◆ EXERCISE BRIEF: Return the data verbatim, without pictures.

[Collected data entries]
•••••

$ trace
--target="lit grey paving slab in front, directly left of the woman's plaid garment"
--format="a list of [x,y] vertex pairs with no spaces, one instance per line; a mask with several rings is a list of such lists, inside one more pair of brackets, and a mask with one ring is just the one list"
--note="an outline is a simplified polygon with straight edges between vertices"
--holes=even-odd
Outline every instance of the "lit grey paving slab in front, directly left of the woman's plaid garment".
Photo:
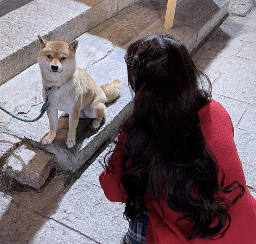
[[96,183],[103,170],[97,162],[103,160],[106,152],[108,148],[45,210],[45,215],[88,235],[97,243],[118,244],[129,226],[122,216],[124,204],[110,202]]

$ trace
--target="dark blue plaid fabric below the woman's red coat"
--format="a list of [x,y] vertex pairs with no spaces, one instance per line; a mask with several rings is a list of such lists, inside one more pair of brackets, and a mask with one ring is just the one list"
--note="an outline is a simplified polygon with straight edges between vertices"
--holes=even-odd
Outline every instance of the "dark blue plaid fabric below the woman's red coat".
[[129,244],[146,244],[147,225],[149,217],[147,212],[135,220],[130,220],[126,240]]

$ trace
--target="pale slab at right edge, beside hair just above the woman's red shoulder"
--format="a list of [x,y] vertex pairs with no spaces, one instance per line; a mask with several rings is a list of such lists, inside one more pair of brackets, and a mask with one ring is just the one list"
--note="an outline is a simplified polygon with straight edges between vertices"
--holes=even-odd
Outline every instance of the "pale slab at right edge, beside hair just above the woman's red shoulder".
[[213,92],[224,97],[256,105],[256,82],[236,75],[222,74],[213,84]]

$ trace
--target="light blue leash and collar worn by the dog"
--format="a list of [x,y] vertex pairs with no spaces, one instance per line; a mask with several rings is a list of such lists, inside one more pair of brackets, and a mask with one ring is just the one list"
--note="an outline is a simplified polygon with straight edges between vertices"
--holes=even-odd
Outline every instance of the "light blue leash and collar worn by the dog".
[[5,108],[3,108],[0,105],[0,109],[3,110],[5,113],[11,115],[12,117],[14,117],[15,119],[19,119],[23,122],[35,122],[38,119],[42,118],[42,116],[45,114],[46,110],[49,108],[49,102],[48,102],[48,95],[52,94],[54,91],[56,91],[57,89],[61,88],[61,86],[63,86],[64,84],[66,84],[68,82],[69,78],[66,78],[65,82],[63,82],[61,85],[59,86],[46,86],[45,87],[45,103],[43,104],[41,110],[40,110],[40,114],[35,118],[35,119],[25,119],[25,118],[21,118],[11,112],[9,112],[8,110],[6,110]]

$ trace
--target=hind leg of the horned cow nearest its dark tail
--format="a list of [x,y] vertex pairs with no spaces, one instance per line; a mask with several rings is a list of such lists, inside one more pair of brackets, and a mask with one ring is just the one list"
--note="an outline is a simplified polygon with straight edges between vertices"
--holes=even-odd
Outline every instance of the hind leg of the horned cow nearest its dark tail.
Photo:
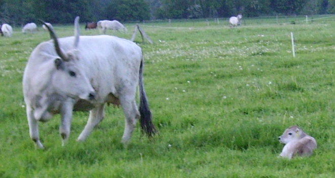
[[125,126],[124,126],[124,132],[122,136],[121,143],[127,144],[128,140],[131,136],[131,133],[136,125],[136,119],[140,118],[140,112],[137,109],[136,103],[135,103],[135,97],[132,97],[132,99],[126,99],[126,98],[120,98],[120,103],[123,109],[123,113],[125,116]]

•••••

◆ SOLUTION TO THE EXERCISE:
$ trace
--target="lit grey paving slab in front, directly left of the woman's plaid garment"
--format="a list of [x,y] vertex pairs with no spaces, one instance per line; a mask with several rings is a list of such lists, inside one more pair of brackets, and a mask with one ring is just the one list"
--note="an outline is a simplified polygon with straight edges between vertices"
--holes=even-odd
Outline every instance of the "lit grey paving slab in front, directly left of the woman's plaid garment".
Photo:
[[96,183],[103,170],[97,162],[103,160],[106,152],[108,148],[45,210],[45,215],[88,235],[97,243],[118,244],[129,226],[122,216],[124,204],[110,202]]

$ trace
--target="dark blue plaid fabric below the woman's red coat"
--format="a list of [x,y] vertex pairs with no spaces, one instance per line; a mask with several rings is a list of such lists, inside one more pair of brackets, and a mask with one ring is just the one list"
--note="an outline is a simplified polygon with straight edges between vertices"
--holes=even-odd
Outline every instance of the "dark blue plaid fabric below the woman's red coat".
[[129,244],[146,244],[147,225],[149,217],[147,212],[135,220],[130,220],[126,240]]

$ trace
--target="pale slab at right edge, beside hair just above the woman's red shoulder"
--format="a list of [x,y] vertex pairs with no spaces, one instance per line; a mask with several rings is a list of such lists, inside one more pair of brackets, and a mask with one ring is just the one list"
--note="an outline is a simplified polygon with straight edges between vertices"
--holes=even-odd
Outline every instance of the "pale slab at right edge, beside hair just above the woman's red shoulder".
[[213,92],[224,97],[256,105],[256,82],[236,75],[222,74],[213,84]]

$ trace
--target="light blue leash and collar worn by the dog"
--format="a list of [x,y] vertex pairs with no spaces, one instance per line; a mask with several rings is a list of such lists, inside one more pair of brackets, and a mask with one ring is just the one list"
--note="an outline is a simplified polygon with straight edges between vertices"
--holes=even-odd
Outline every instance of the "light blue leash and collar worn by the dog".
[[5,108],[3,108],[0,105],[0,109],[3,110],[5,113],[11,115],[12,117],[14,117],[15,119],[19,119],[23,122],[35,122],[38,119],[42,118],[42,116],[45,114],[46,110],[49,108],[49,102],[48,102],[48,95],[52,94],[54,91],[56,91],[57,89],[61,88],[61,86],[63,86],[64,84],[66,84],[68,82],[69,78],[66,78],[65,82],[63,82],[61,85],[59,86],[46,86],[45,87],[45,103],[43,104],[41,110],[40,110],[40,114],[35,118],[35,119],[25,119],[25,118],[21,118],[11,112],[9,112],[8,110],[6,110]]

$ trace
--target=hind leg of the horned cow nearest its dark tail
--format="a list of [x,y] vertex pairs with no spaces, one instance per line; a mask with several rings is a list of such lists, inside one more pair of brackets, and a mask with one ring is just the one list"
--note="an outline is a simplified polygon with straight edges between vertices"
--holes=even-odd
Outline every instance of the hind leg of the horned cow nearest its dark tail.
Photo:
[[125,126],[124,126],[124,132],[122,136],[121,143],[127,144],[128,140],[131,136],[131,133],[136,125],[136,119],[140,118],[140,112],[137,109],[136,103],[135,103],[135,97],[132,97],[132,99],[126,99],[126,98],[120,98],[120,103],[123,109],[123,113],[125,116]]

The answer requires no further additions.